• _The problem_
Please convert the lines below into a JSON list of strings, one string per line, skipping any blank lines and leaving the pictures out.

• _The input_
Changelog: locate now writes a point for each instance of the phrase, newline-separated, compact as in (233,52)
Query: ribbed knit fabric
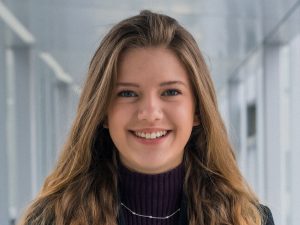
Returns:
(153,195)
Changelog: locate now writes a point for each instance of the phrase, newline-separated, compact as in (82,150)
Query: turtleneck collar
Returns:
(151,194)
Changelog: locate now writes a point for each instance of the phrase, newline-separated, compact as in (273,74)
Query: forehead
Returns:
(148,64)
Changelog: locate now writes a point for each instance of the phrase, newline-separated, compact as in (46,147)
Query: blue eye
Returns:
(127,93)
(171,92)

• _Complete output_
[
  "Changelog: locate now writes a point for each instance of the phrase, newline-separated, compact as in (233,52)",
  "Query: ribbed knit fabric",
  "Returns:",
  "(153,195)",
  "Changelog: locate now writes a point for each instance of the phrase, newline-separated, compact as in (82,150)",
  "Query: turtleneck collar",
  "Returns:",
  "(151,194)",
  "Changelog: locate now writes a point for each instance of the phrase, newline-separated, compact as in (273,74)",
  "Query: forehead",
  "Returns:",
  "(148,64)",
  "Changelog: locate now writes a point for each instance of the phrase, newline-separated, compact as in (46,147)",
  "Query: blue eye",
  "Returns:",
  "(127,93)",
  "(171,92)"
]